**TEXT EXCERPT:**

↓

In the centre of the composition, Perseus is dealing with the sea monster that is about to attack Andromeda, daughter of the King of Ethiopia, offered as a sacrifice to placate the monster’s ire. The monster had been unleashed by Poseidon, angry with the boastful Cassiopeia, Andromeda’s mother. Perseus is shown twice more in the painting, when he sees the dragon and the young sacrificial victim, while flying through the skies on his winged sandals, when he celebrates the liberation of Andromeda, who will become his bride. In the composition, the jubilation of Andromeda’s father and the laughing crowds, shown on the right, contrasts with the desperation of the family at the destiny of the young princess in the scene on thee left.

↑

**EXERCISE OBJECTIVE:** Carry on the description of the Perseus and Andromeda painting, beginning right after its last sentence.

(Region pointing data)

↓

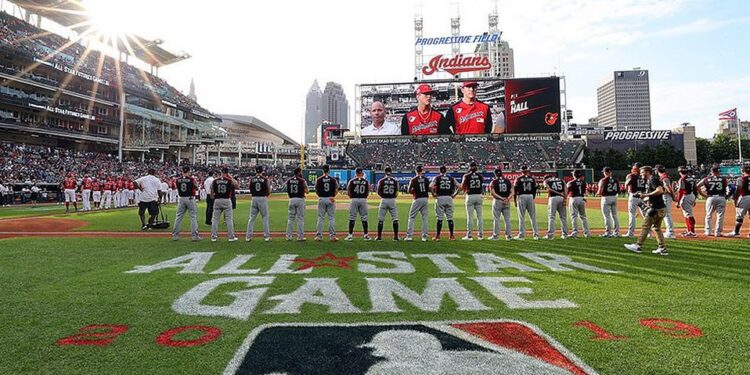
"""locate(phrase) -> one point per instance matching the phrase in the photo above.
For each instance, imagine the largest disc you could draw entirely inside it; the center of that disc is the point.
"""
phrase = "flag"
(728, 115)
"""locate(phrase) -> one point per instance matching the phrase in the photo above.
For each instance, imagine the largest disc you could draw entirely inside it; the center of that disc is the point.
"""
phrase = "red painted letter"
(209, 334)
(673, 328)
(599, 332)
(104, 335)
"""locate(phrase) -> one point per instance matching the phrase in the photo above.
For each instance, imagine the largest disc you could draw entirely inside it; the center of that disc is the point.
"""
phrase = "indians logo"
(476, 347)
(456, 64)
(551, 118)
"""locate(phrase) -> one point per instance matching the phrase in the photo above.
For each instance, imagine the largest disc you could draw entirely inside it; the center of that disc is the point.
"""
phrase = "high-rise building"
(313, 113)
(335, 107)
(624, 101)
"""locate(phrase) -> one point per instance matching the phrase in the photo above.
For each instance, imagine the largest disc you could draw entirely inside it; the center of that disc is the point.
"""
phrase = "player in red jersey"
(424, 120)
(469, 116)
(69, 184)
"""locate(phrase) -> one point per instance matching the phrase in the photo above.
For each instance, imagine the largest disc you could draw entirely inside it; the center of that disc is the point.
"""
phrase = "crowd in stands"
(23, 37)
(405, 156)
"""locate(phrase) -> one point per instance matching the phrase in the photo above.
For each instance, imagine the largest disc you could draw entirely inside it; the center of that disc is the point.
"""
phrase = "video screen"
(494, 106)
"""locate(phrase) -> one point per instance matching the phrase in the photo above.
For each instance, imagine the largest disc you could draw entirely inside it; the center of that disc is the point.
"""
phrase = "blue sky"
(260, 58)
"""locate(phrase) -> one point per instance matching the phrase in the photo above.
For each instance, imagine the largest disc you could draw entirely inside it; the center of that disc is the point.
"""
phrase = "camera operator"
(654, 210)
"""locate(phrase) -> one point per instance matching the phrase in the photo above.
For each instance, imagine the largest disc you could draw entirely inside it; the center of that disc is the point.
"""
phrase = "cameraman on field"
(654, 211)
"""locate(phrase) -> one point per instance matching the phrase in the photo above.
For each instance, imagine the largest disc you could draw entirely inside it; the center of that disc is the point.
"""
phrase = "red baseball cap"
(424, 89)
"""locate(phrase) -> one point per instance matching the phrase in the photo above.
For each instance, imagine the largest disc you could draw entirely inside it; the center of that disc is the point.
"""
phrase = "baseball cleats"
(634, 248)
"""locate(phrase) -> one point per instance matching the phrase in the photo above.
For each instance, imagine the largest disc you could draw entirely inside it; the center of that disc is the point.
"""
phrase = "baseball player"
(326, 187)
(186, 186)
(419, 188)
(471, 184)
(500, 188)
(469, 116)
(221, 192)
(69, 184)
(668, 200)
(654, 213)
(424, 120)
(608, 189)
(714, 189)
(524, 192)
(260, 189)
(634, 184)
(444, 188)
(388, 191)
(96, 192)
(358, 190)
(108, 186)
(686, 200)
(741, 200)
(296, 189)
(556, 196)
(577, 203)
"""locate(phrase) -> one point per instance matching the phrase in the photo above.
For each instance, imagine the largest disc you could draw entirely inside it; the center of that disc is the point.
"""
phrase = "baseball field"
(89, 293)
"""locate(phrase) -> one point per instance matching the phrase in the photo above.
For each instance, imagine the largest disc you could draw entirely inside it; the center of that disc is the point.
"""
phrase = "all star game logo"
(473, 347)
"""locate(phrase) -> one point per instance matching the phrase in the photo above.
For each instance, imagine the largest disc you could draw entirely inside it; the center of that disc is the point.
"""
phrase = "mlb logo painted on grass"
(472, 347)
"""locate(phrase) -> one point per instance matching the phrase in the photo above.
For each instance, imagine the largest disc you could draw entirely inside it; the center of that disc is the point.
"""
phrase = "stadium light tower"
(456, 30)
(418, 48)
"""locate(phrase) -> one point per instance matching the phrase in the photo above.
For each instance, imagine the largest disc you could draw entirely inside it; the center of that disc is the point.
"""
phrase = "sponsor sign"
(660, 135)
(445, 347)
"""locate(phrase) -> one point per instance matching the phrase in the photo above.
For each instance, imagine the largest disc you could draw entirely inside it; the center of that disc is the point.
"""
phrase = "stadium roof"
(72, 14)
(256, 122)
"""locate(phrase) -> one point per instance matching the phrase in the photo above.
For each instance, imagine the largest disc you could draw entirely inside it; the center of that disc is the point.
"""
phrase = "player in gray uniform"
(741, 201)
(222, 190)
(388, 191)
(418, 187)
(686, 200)
(634, 184)
(557, 193)
(260, 189)
(444, 188)
(358, 190)
(577, 203)
(714, 189)
(500, 188)
(296, 189)
(326, 187)
(524, 192)
(608, 189)
(668, 200)
(471, 184)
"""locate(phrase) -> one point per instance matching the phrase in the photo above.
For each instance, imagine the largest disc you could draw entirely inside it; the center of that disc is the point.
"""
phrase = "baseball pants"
(526, 205)
(418, 206)
(715, 204)
(222, 206)
(186, 204)
(474, 206)
(609, 211)
(86, 197)
(556, 206)
(258, 206)
(296, 214)
(668, 222)
(633, 210)
(577, 206)
(444, 208)
(326, 207)
(499, 208)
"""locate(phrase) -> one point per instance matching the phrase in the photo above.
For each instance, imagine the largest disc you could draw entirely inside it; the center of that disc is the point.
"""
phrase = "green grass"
(53, 287)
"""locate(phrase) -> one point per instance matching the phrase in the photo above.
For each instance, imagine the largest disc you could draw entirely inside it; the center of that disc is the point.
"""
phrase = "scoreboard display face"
(514, 106)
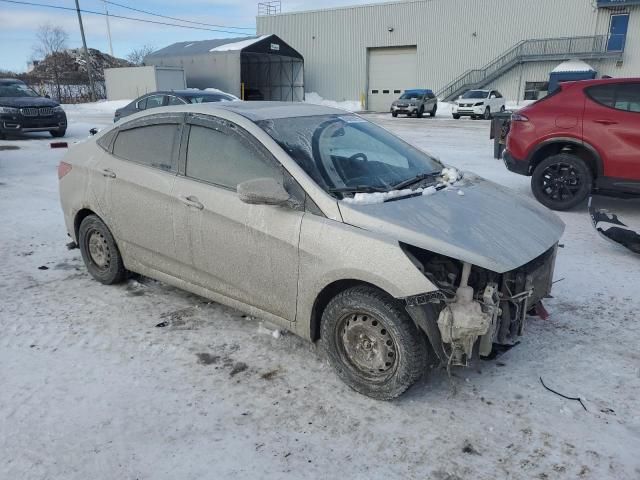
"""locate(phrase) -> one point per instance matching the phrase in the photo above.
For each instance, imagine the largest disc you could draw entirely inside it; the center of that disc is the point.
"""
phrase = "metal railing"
(597, 46)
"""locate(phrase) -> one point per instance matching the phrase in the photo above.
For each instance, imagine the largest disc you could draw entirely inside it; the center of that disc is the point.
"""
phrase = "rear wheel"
(372, 343)
(100, 252)
(562, 181)
(58, 133)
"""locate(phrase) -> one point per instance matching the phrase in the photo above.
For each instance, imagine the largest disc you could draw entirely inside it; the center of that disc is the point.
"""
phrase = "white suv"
(478, 103)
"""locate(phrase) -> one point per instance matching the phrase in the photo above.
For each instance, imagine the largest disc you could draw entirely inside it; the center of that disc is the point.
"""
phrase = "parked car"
(584, 137)
(316, 220)
(415, 102)
(172, 97)
(23, 110)
(478, 104)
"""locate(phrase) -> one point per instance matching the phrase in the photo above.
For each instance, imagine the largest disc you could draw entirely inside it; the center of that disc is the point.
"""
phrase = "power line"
(174, 18)
(156, 22)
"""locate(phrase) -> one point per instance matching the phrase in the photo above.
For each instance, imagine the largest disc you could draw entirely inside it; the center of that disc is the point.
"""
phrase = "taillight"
(63, 169)
(518, 117)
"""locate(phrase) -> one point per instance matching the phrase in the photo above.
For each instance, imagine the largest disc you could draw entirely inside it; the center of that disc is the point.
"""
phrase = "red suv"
(583, 137)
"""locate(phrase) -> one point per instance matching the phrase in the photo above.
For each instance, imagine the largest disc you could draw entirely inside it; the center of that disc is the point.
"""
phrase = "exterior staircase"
(547, 49)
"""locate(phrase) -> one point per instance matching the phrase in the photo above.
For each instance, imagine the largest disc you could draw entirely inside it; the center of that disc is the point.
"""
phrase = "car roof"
(11, 80)
(600, 81)
(418, 90)
(254, 111)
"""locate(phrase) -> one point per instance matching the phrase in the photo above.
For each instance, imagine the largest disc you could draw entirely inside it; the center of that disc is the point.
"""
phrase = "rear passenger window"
(225, 158)
(149, 145)
(628, 97)
(603, 94)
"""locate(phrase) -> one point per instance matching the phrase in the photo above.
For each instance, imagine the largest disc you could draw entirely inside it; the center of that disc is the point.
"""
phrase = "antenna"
(272, 7)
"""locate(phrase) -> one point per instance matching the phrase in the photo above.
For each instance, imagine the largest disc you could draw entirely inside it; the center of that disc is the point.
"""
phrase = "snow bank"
(100, 107)
(448, 177)
(315, 99)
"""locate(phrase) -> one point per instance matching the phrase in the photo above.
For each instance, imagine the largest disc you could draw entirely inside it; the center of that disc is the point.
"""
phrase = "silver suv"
(415, 102)
(316, 220)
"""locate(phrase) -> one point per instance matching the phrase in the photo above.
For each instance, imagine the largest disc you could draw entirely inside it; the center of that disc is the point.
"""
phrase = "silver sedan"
(318, 221)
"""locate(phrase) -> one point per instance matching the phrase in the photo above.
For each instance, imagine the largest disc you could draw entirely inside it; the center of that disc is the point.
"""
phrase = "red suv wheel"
(562, 181)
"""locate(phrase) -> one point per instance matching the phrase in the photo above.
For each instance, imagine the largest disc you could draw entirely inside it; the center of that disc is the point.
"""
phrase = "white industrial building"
(373, 52)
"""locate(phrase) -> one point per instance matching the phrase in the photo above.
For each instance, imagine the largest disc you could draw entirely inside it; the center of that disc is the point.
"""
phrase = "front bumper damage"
(486, 310)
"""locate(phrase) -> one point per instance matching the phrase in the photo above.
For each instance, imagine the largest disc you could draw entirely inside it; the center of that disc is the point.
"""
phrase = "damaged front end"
(474, 310)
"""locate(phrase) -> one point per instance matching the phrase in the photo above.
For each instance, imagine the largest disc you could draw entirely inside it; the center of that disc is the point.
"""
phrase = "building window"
(535, 90)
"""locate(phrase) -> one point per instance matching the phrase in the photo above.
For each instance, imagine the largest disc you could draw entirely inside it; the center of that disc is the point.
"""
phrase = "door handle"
(191, 201)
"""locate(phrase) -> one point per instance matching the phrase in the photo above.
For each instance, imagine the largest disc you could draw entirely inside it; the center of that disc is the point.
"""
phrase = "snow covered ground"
(92, 387)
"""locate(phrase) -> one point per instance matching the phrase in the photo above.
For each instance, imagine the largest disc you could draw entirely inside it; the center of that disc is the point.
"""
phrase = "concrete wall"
(452, 36)
(132, 82)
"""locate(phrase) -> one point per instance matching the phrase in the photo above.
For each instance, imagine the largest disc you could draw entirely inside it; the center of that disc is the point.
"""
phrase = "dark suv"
(584, 137)
(23, 110)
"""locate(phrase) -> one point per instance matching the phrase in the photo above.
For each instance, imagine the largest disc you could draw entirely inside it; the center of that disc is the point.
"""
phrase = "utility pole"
(86, 54)
(108, 28)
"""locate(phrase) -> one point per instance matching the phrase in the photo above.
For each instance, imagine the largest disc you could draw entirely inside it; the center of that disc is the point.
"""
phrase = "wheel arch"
(324, 297)
(584, 150)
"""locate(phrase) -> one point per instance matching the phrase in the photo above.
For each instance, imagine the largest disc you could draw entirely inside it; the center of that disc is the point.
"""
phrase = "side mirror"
(262, 191)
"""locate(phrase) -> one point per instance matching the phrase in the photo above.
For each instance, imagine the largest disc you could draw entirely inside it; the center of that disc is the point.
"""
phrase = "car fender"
(331, 251)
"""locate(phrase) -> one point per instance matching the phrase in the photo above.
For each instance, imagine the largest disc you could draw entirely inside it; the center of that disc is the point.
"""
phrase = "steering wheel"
(359, 156)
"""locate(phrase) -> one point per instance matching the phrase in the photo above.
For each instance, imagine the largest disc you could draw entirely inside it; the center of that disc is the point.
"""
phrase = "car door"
(248, 253)
(138, 179)
(611, 123)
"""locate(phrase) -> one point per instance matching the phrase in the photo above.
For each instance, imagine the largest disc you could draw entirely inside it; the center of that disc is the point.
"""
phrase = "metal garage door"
(391, 71)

↑

**RESULT BELOW:**
The subject of the painting, derived from the Ovid’s Metamorphoses illustrates the story of a famous couple from Greek mythology and seems right for the destination of the panel, painted as part of the furnishings for a nuptial room, most likely that of Filippo Strozzi the younger and Clarice de’ Medici in Palazzo Strozzi in Florence, on which cabinet maker Baccio d’Agnolo was working in 1510-1511. The artist, Piero di Cosimo, an eccentric, imaginative Florentine painter, working above all to make the narration clean and the improbably musical instruments or eastern costumes of the subjects credible, rather than evoking the drama of the story, also diluted by the reassuring view of the sea in which the enormous monster is swimming, almost bathing in a pond.
The panel, which comes form Palazzo Strozzi in Florence, passed into the collection of Sforza Almeni, confidential servant to grand duke, Cosimo I de’ Medici and then to the Medici collections. It was in the Uffizi as early as 1598, in the Tribuna.